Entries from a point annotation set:
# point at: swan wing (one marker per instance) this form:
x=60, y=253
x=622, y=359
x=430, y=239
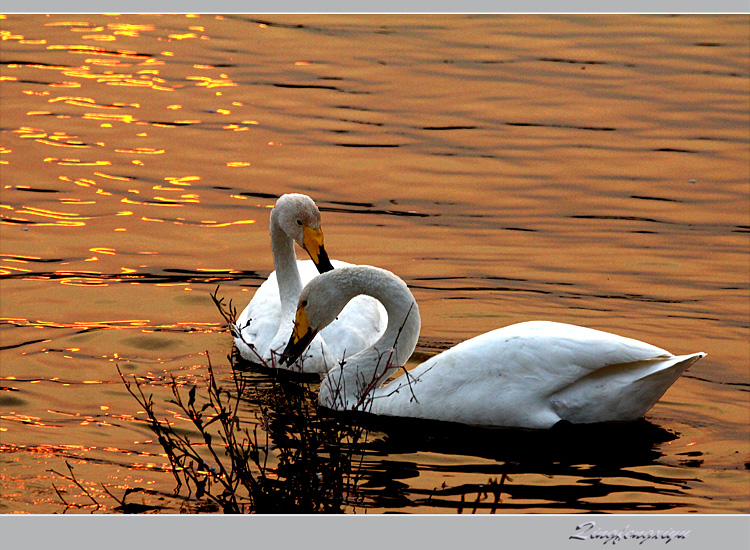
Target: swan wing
x=528, y=375
x=259, y=321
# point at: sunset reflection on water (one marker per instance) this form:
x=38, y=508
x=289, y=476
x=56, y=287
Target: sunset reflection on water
x=584, y=169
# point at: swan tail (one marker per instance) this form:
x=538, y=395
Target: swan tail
x=620, y=392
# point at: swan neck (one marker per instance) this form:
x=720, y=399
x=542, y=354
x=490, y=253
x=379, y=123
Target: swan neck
x=285, y=263
x=347, y=386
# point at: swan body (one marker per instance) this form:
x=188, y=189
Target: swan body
x=529, y=375
x=264, y=325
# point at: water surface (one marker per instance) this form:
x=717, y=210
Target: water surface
x=584, y=169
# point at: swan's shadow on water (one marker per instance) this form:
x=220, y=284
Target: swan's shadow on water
x=571, y=468
x=584, y=468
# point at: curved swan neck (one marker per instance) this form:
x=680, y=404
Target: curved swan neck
x=285, y=263
x=347, y=385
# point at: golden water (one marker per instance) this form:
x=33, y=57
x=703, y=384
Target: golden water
x=586, y=169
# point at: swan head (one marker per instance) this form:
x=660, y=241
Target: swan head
x=318, y=306
x=299, y=217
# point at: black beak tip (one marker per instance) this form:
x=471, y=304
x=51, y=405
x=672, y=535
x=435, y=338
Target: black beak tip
x=323, y=264
x=293, y=350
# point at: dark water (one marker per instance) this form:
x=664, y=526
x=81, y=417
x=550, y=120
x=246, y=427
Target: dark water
x=584, y=169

§ **OBJECTIVE**
Please copy every one of the records above word for word, leaving the pictures out of your answer.

§ **FINAL ANSWER**
# point at: swan wing (one marker per instance) this form:
x=60, y=253
x=622, y=359
x=430, y=239
Target: swan wing
x=528, y=375
x=259, y=321
# point at: sunset reflection on water (one marker per instance) this form:
x=38, y=508
x=289, y=476
x=56, y=287
Target: sunset reflection on water
x=584, y=169
# point at: swan tail (one marker per instance) this form:
x=538, y=395
Target: swan tail
x=620, y=392
# point at: swan neck (one marker per instance) this form:
x=720, y=399
x=542, y=354
x=490, y=253
x=379, y=123
Target: swan neck
x=285, y=263
x=347, y=386
# point at: swan body (one marker per instance) this form:
x=188, y=189
Target: swan body
x=529, y=375
x=264, y=325
# point at: water surface (one marker per instance) this form:
x=717, y=210
Target: water surface
x=584, y=169
# point at: swan's shadow on water (one marker per instance) this form:
x=220, y=284
Target: swan's shadow on water
x=571, y=468
x=584, y=468
# point at: curved swan neck (one marker per instance) this form:
x=680, y=404
Target: curved swan neck
x=285, y=263
x=347, y=385
# point at: golden water (one marker per instance) this form:
x=33, y=57
x=703, y=384
Target: golden water
x=586, y=169
# point at: swan head (one marker per instance) this form:
x=660, y=241
Target: swan head
x=318, y=306
x=299, y=217
# point at: black beak tip (one marker per instance) this form:
x=471, y=304
x=51, y=405
x=672, y=535
x=435, y=338
Target: black beak tip
x=323, y=264
x=293, y=350
# point at: dark water (one marker per instance) this form:
x=664, y=526
x=81, y=417
x=550, y=120
x=246, y=427
Target: dark water
x=584, y=169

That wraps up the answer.